Exercise >> Can you update the entries starting with the line containing "Please outline every instance of the parked" and going on through the line containing "[[[803,537],[792,537],[784,543],[788,562],[813,565],[813,543]]]", swapping "parked car" for "parked vehicle" and leaving everything else unchanged?
** START Provided entries **
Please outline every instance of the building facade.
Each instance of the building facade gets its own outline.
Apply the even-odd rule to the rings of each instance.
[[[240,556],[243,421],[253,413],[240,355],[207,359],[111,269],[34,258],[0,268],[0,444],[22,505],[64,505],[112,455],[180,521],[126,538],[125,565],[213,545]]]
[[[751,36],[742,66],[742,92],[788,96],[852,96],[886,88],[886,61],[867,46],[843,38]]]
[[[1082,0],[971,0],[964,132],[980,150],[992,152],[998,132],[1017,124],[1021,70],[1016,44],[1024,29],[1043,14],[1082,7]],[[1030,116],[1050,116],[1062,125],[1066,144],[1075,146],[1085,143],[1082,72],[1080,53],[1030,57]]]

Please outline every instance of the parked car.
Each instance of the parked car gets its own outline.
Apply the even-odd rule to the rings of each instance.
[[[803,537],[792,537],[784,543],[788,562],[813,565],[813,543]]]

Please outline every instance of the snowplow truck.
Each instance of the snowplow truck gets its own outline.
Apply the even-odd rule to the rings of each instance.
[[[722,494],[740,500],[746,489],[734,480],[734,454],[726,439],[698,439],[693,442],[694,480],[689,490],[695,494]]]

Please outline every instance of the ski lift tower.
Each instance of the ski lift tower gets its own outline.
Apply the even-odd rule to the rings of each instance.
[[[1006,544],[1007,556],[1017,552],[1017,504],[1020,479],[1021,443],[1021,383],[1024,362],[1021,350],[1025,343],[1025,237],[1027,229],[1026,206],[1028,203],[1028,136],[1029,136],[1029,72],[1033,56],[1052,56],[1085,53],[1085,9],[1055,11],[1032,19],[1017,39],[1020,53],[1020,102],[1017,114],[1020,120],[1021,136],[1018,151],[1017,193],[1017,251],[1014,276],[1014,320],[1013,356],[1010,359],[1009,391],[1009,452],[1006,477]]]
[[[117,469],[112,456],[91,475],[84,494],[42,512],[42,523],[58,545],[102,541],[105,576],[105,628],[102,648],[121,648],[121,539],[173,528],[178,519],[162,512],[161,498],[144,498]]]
** END Provided entries **
Written response >>
Please outline every instance of the parked vehicle.
Each instance of the parked vehicle gets its own outline.
Apply the even-odd rule to the rings of each instance.
[[[803,537],[792,537],[784,543],[788,562],[813,565],[813,543]]]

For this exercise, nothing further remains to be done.